Report every line of the data that includes "glass".

___ Information given ___

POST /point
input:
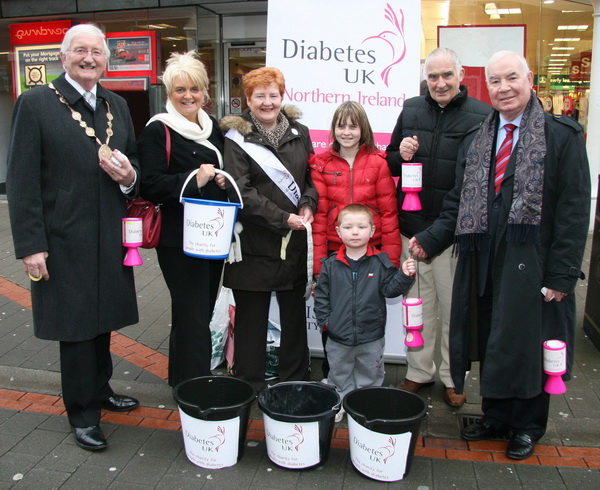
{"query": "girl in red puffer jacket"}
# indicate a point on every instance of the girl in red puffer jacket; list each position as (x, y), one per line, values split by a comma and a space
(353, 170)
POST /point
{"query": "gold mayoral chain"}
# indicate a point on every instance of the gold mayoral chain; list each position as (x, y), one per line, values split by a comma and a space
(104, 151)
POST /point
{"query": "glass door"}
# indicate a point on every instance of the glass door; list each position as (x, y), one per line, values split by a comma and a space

___
___ Information given ___

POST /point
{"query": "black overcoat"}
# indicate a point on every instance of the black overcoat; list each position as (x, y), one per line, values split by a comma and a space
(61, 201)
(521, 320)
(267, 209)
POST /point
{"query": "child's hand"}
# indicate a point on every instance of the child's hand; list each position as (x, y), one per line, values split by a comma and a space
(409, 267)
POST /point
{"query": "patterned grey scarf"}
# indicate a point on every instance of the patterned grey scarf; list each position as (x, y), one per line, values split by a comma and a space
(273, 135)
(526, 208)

___

__Answer to this exercise__.
{"query": "glass door"}
# indicate a point on every instance of the glass door; list each position as (x, y), one per line, values split by a comma and a space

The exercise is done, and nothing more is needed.